## What you should do
Can you convert every line of the listing below into a Markdown table with the columns "Row" and "Line", numbering the rows and skipping blank lines? Leave the pictures out of the answer.
────────
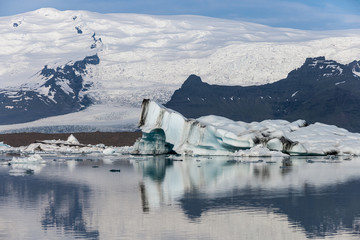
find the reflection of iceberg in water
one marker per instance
(322, 197)
(62, 207)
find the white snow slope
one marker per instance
(143, 56)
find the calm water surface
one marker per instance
(78, 197)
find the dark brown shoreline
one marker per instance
(108, 138)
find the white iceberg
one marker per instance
(165, 131)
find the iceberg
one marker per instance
(167, 131)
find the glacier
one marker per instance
(167, 131)
(144, 56)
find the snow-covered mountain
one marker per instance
(143, 56)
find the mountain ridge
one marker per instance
(144, 56)
(319, 91)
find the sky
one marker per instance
(299, 14)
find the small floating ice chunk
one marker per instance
(72, 139)
(259, 151)
(109, 151)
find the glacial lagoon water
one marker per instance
(162, 197)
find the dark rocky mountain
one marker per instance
(62, 91)
(319, 91)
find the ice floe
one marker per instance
(165, 131)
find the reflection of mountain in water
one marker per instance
(320, 213)
(320, 210)
(64, 204)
────────
## Completed task
| Row | Line |
|---|---|
| 1 | find the reflection of iceberg in water |
| 2 | one marker per instance |
| 3 | (322, 197) |
| 4 | (62, 207) |
| 5 | find the white snow slope |
| 6 | one marker per instance |
| 7 | (143, 56) |
| 8 | find the calm water surface |
| 9 | one marker per instance |
| 10 | (78, 197) |
| 11 | find the dark brown shoreline |
| 12 | one marker per instance |
| 13 | (108, 138) |
| 14 | find the white iceberg |
| 15 | one marker per instance |
| 16 | (165, 131) |
| 17 | find the iceberg |
| 18 | one marker per instance |
| 19 | (167, 131) |
| 20 | find the glacier |
| 21 | one marker per instance |
| 22 | (167, 131) |
| 23 | (144, 56) |
| 24 | find the snow-covered mountain |
| 25 | one marker per instance |
| 26 | (143, 56) |
| 27 | find the mountain ridge |
| 28 | one marker per instance |
| 29 | (144, 56) |
| 30 | (319, 91) |
| 31 | find the sky |
| 32 | one marker per instance |
| 33 | (299, 14) |
| 34 | find the small floating ice chunk |
| 35 | one marker per instance |
| 36 | (72, 139) |
| 37 | (259, 151) |
| 38 | (109, 151) |
| 39 | find the glacial lagoon water |
| 40 | one marker per instance |
| 41 | (162, 197) |
| 42 | find the dark rocky mountain |
| 43 | one marker per instance |
| 44 | (62, 91) |
| 45 | (319, 91) |
| 46 | find the ice floe |
| 47 | one marker per instance |
| 48 | (165, 131) |
| 49 | find the reflection of mountain in water |
| 50 | one marker per instance |
| 51 | (320, 213) |
| 52 | (320, 210) |
| 53 | (64, 204) |